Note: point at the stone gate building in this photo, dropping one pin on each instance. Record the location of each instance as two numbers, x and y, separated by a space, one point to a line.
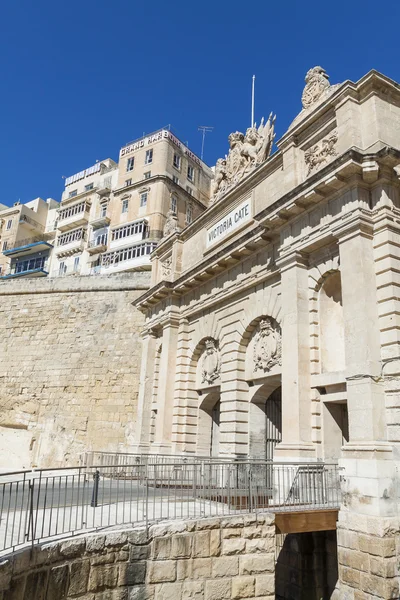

---

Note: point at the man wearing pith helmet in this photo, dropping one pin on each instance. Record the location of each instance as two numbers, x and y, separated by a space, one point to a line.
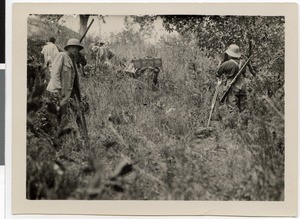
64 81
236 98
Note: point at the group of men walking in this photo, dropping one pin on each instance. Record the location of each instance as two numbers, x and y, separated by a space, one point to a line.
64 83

--

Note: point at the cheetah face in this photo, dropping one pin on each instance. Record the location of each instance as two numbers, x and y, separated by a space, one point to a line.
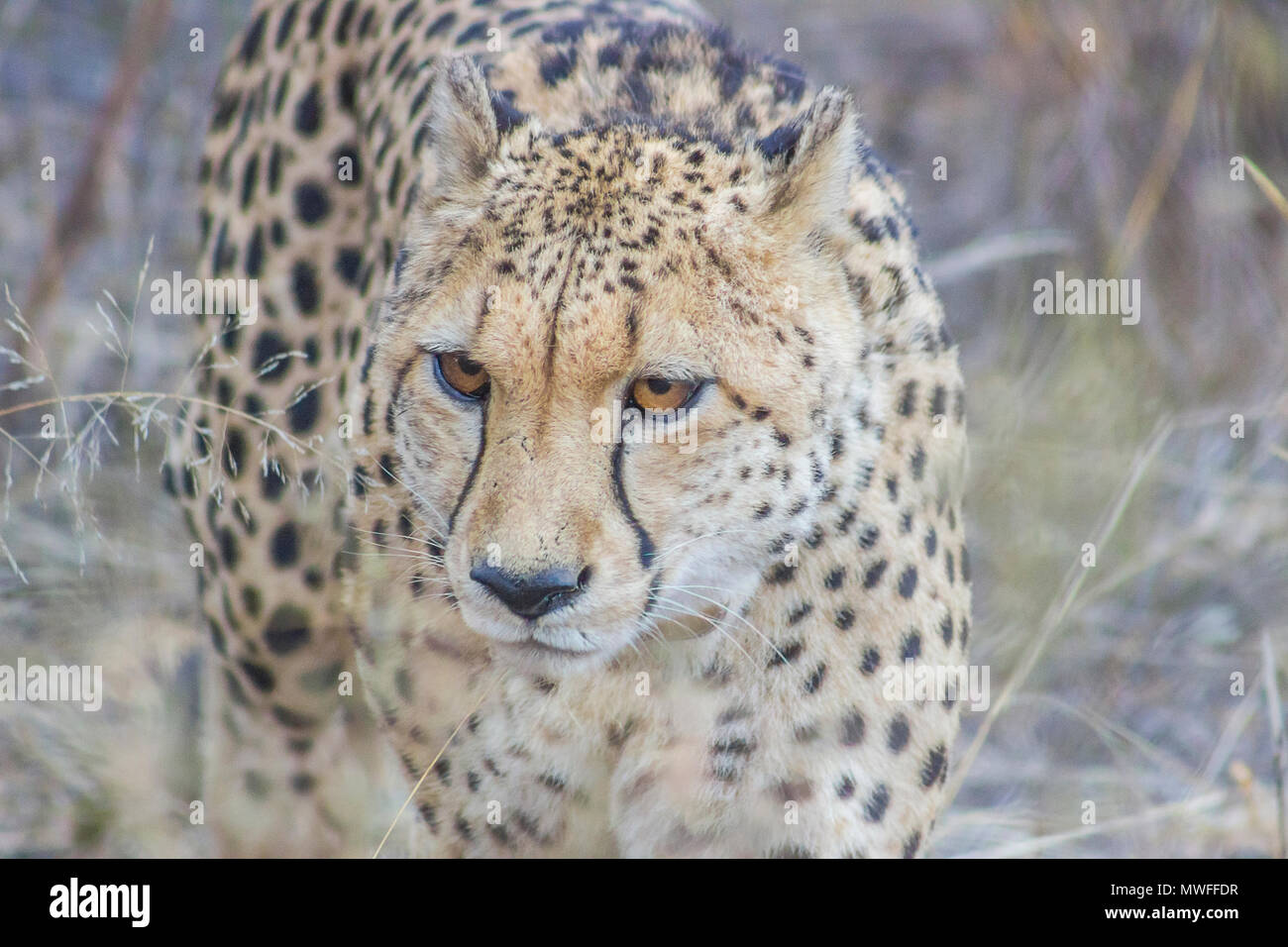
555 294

### OBJECTIVE
From the records above, pull out every line that contains the word "building".

### RESULT FOR THIS EXERCISE
Note: point at the stone gate building in this photo, dropping one pin on each instance. Record the location of each instance as two numbers, x and y, separated by a space, one point to a line.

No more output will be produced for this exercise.